◆ **What the task asks**: Output the data below in full, character for character.

◆ **Records shown**:
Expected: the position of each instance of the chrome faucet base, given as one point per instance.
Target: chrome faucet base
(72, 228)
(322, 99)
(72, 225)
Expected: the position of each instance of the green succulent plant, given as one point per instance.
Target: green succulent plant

◆ **Task response**:
Expected: the position of each instance of the chrome faucet base, given as one point per instance.
Target: chrome faucet base
(72, 228)
(322, 99)
(72, 225)
Expected: the position of each instance of the green succulent plant, given as one point per instance.
Target: green succulent plant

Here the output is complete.